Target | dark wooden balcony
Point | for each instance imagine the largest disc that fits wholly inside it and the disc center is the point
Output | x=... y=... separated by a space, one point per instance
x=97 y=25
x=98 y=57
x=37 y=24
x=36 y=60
┄┄┄┄┄┄
**EXERCISE INSTRUCTIONS**
Offset every coordinate value in the answers of the listing above by 79, then give all the lines of the listing again with the updated answers.

**ANSWER IN FULL**
Target | dark wooden balcony
Point | for each instance imagine the largest disc that fits wholly inside it and the disc center is the point
Output | x=... y=... separated by a space, one point per instance
x=176 y=104
x=177 y=136
x=116 y=103
x=115 y=139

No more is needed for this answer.